→ **TASK INSTRUCTIONS**
a) Using the text on anti-inflammatory drugs, decide whether each statement agrees with it: (i) Glucocorticoids come in both oral and topical forms. (ii) DMARDs strengthen the body's immune response. (iii) Fetal harm in pregnant women is listed among the most common side effects. For each, answer yes or no and quote the words of the text that settle it.
b) Write the next part of the text on anti-inflammatory drugs, picking up after its last sentence.

(SELECTED TEXT begins)

Non-steroidal anti-inflammatory drugs (NSAIDS) (i.e. Naproxen, Ibuprofen, Aspirin, etc.) counteract an enzyme that contributes to inflammation.

Corticosteroids

There are two types of corticosteroids used to treat inflammation. Glucocorticoids (i.e. cortisone, prednisone, triamcinolone, budesonide, etc.) are used to treat conditions such as systemic lupus, arthritis, dermatitis, allergic reactions, Inflammatory bowel disease (IBS). Glucocorticoids are offered in both oral and topical forms. Mineralcorticoids are used to treat salt imbalances in the body which contribute to inflammation.

Disease Modifying Antirheumatic Drugs (DMARDs)

DMARDs are a class of drugs that inhibit T cells and B cells and suppress the body’s immune and inflammatory responses. Common drugs in this category include methotrexate, sulfasalazine, and azathioprine.

Biologic Drugs

Biologic drugs such as Enbrel®, Stelara® and Humira® all work by targeting chemicals and cytokines such as necrotic tumor factor (TNF), interleukin 1 (IL-1) and interleukin 6 (IL-6) which all cause inflammation.

Many of these pharmacotherapy agents work very well in controlling inflammation, however many people experience side effects and these treatments can be expensive. Most common side effects include nausea, headache, dizziness, diarrhea, extreme weakness or fatigue and dry mouth. However, some medications can create severe side effects such as hepatic problems, blood disorders and even fetal harm in pregnant women.

(SELECTED TEXT ends)
(STUDY MATERIAL begins)

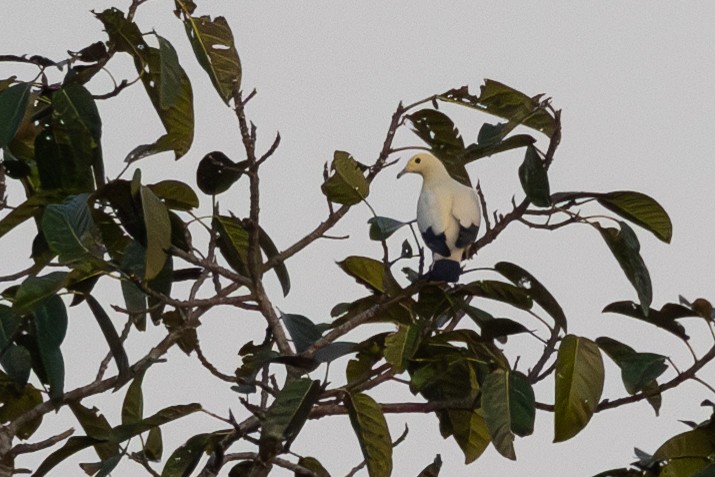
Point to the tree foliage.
(441, 340)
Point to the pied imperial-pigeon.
(448, 215)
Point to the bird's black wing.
(467, 235)
(436, 242)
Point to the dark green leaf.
(347, 185)
(126, 431)
(638, 370)
(71, 447)
(270, 249)
(153, 447)
(501, 100)
(625, 248)
(232, 242)
(13, 102)
(178, 118)
(216, 173)
(35, 289)
(373, 435)
(433, 469)
(170, 73)
(579, 384)
(185, 458)
(133, 405)
(401, 346)
(51, 327)
(470, 431)
(110, 334)
(333, 351)
(509, 408)
(439, 132)
(663, 318)
(371, 273)
(526, 281)
(18, 400)
(175, 194)
(71, 232)
(302, 331)
(382, 227)
(534, 178)
(641, 210)
(314, 465)
(96, 426)
(214, 48)
(500, 291)
(30, 208)
(158, 232)
(287, 414)
(500, 327)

(STUDY MATERIAL ends)

→ **OUTPUTS BY TASK**
a)
(i) Yes: "Glucocorticoids are offered in both oral and topical forms."
(ii) No: "suppress the body’s immune and inflammatory responses"
(iii) No: "some medications can create severe side effects such as hepatic problems, blood disorders and even fetal harm in pregnant women."

b)
Nutrition Therapy

The one treatment modality that has little to no side effects is…………….. diet. The typical American diet is very rich in pro-inflammatory fried foods and processed foods. The unhealthy food that people are eating affects the body in many ways and chronic inflammation is just one of them. We commonly hear about hypercholesterolemia, hypertension and atherosclerosis being associated with dietary intake, however just in recent years has diet been linked to chronic inflammation. Increasingly more research pertaining to chronic inflammation is proving that the body reacts to the types of foods we eat, whether healthy or unhealthy.

Foods that are pro-inflammatory include fried foods, red meat, processed meats (i.e. sausage, bacon, deli meats), snack foods, sugar sweetened beverages (i.e. soda, energy drinks, juices), baked goods, vegetable oil laden products, and refined carbohydrate foods. Omega-6 fatty acids are pro-inflammatory and are found in all kinds of foods that are fried. These products as well as highly processed foods contain high levels of AGEs (advanced glycation end products). AGEs are compounds produced in the body through an array of chemical reactions. These reactions happen when blood sugar levels are elevated. The danger of AGEs is that they can clog the microvascular system of eyes, heart, kidneys, and brain thus contributing to higher risks of complications of disease states like diabetes mellitus and heart disease.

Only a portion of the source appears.